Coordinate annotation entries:
━━━━━━━━━━━━━━━━━━━━━━━━━━━━━━

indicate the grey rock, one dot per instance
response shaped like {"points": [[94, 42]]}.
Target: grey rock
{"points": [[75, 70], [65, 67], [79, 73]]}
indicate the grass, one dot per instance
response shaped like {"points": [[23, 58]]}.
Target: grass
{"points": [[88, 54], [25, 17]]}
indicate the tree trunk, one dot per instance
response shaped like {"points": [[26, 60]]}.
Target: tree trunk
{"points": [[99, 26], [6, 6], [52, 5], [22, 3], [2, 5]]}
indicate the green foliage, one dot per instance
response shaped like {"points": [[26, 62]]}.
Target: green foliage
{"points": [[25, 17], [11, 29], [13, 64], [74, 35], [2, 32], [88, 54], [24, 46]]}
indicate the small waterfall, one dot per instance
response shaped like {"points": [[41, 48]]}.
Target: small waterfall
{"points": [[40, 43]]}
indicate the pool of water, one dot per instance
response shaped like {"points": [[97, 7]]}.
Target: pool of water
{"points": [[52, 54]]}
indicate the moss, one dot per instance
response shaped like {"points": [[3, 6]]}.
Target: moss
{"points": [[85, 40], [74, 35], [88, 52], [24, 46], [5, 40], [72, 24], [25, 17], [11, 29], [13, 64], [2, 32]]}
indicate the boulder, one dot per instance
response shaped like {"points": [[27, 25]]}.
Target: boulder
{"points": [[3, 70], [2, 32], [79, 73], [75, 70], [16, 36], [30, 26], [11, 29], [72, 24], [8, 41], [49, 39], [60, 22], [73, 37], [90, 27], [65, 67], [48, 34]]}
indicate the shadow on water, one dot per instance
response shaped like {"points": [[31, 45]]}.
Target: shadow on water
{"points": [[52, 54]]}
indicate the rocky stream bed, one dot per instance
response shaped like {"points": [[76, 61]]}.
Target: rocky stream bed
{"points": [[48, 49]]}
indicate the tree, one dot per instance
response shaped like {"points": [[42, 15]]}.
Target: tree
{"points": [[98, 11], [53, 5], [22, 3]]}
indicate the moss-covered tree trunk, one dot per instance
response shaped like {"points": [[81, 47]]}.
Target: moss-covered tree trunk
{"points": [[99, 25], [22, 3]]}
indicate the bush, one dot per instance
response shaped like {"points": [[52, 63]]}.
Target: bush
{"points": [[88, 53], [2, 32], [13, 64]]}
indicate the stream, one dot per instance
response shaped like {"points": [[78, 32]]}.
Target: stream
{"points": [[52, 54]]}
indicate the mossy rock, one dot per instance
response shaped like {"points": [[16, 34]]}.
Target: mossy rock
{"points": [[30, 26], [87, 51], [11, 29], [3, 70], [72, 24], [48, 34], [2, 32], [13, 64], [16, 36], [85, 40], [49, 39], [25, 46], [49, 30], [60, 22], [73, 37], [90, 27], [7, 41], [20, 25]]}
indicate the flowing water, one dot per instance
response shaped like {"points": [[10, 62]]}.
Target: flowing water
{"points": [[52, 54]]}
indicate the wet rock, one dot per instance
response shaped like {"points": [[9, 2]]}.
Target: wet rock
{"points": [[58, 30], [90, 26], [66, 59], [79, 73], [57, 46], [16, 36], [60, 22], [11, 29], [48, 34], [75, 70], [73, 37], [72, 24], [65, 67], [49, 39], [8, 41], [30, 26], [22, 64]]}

━━━━━━━━━━━━━━━━━━━━━━━━━━━━━━

Put every line above into a JSON list of strings, with one string for each line and any blank lines left out.

Answer in full:
[
  "indicate the grey rock, one dot per instance",
  "response shaped like {\"points\": [[94, 42]]}.",
  "Target: grey rock",
  "{\"points\": [[75, 70], [65, 67], [79, 73]]}",
  "indicate the grass, one dot per instance",
  "response shaped like {\"points\": [[23, 58]]}.",
  "Target: grass",
  "{\"points\": [[88, 54], [25, 17]]}",
  "indicate the tree trunk, one dot per instance",
  "response shaped like {\"points\": [[26, 60]]}.",
  "Target: tree trunk",
  "{\"points\": [[99, 26], [6, 6], [52, 5], [22, 3], [2, 5]]}",
  "indicate the green foliage, one dot per instance",
  "response shaped like {\"points\": [[26, 62]]}.",
  "Target: green foliage",
  "{\"points\": [[25, 17], [11, 29], [13, 64], [74, 35], [2, 32], [88, 54], [24, 46]]}",
  "indicate the small waterfall, one dot per instance",
  "response shaped like {\"points\": [[41, 48]]}.",
  "Target: small waterfall",
  "{\"points\": [[40, 43]]}",
  "indicate the pool of water, one dot per instance",
  "response shaped like {\"points\": [[97, 7]]}.",
  "Target: pool of water",
  "{\"points\": [[52, 54]]}",
  "indicate the moss, one dot per instance",
  "response shaped like {\"points\": [[3, 6]]}.",
  "Target: moss",
  "{\"points\": [[85, 40], [74, 35], [88, 52], [24, 46], [5, 40], [72, 24], [25, 17], [11, 29], [13, 64], [2, 32]]}",
  "indicate the boulder, one dot per instance",
  "response shaped like {\"points\": [[27, 25]]}.",
  "Target: boulder",
  "{\"points\": [[3, 70], [2, 32], [79, 73], [75, 70], [16, 36], [30, 26], [11, 29], [72, 24], [8, 41], [49, 39], [60, 22], [73, 37], [90, 27], [65, 67], [48, 34]]}",
  "indicate the shadow on water, one dot per instance",
  "response shaped like {\"points\": [[31, 45]]}.",
  "Target: shadow on water",
  "{\"points\": [[52, 54]]}",
  "indicate the rocky stream bed, one dot per instance",
  "response shaped like {\"points\": [[76, 61]]}.",
  "Target: rocky stream bed",
  "{\"points\": [[48, 49]]}",
  "indicate the tree, one dot per instance",
  "response shaped like {\"points\": [[42, 15]]}.",
  "Target: tree",
  "{\"points\": [[98, 11], [53, 5], [22, 3]]}",
  "indicate the moss-covered tree trunk, one dot per instance",
  "response shaped like {\"points\": [[81, 47]]}.",
  "Target: moss-covered tree trunk",
  "{\"points\": [[99, 25], [22, 3]]}",
  "indicate the bush, one dot per instance",
  "response shaped like {\"points\": [[52, 63]]}.",
  "Target: bush",
  "{\"points\": [[88, 53], [2, 32], [13, 64]]}",
  "indicate the stream, one dot per instance",
  "response shaped like {\"points\": [[78, 32]]}.",
  "Target: stream",
  "{\"points\": [[52, 54]]}",
  "indicate the mossy rock, one dot per instance",
  "response shaped like {\"points\": [[16, 34]]}.",
  "Target: mossy rock",
  "{\"points\": [[30, 26], [87, 51], [11, 29], [3, 70], [72, 24], [48, 34], [2, 32], [13, 64], [16, 36], [85, 40], [49, 39], [25, 46], [49, 30], [60, 22], [73, 37], [90, 27], [7, 41], [20, 25]]}",
  "indicate the flowing water, one dot per instance",
  "response shaped like {\"points\": [[10, 62]]}.",
  "Target: flowing water",
  "{\"points\": [[52, 54]]}",
  "indicate the wet rock, one dot per instance",
  "response shaped like {\"points\": [[9, 2]]}.",
  "Target: wet rock",
  "{\"points\": [[58, 30], [90, 26], [66, 59], [79, 73], [57, 46], [16, 36], [60, 22], [11, 29], [48, 34], [75, 70], [73, 37], [72, 24], [65, 67], [49, 39], [8, 41], [30, 26], [22, 64]]}"
]